▶ Task to complete:
Print out the records below with nothing altered.

'''

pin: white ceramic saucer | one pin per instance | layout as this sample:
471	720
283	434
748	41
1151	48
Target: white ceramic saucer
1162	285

'''

▶ Exercise solution:
pin: white ceramic saucer | one pin per instance | layout as this sample:
471	720
283	434
748	41
1151	48
Target: white ceramic saucer
1162	285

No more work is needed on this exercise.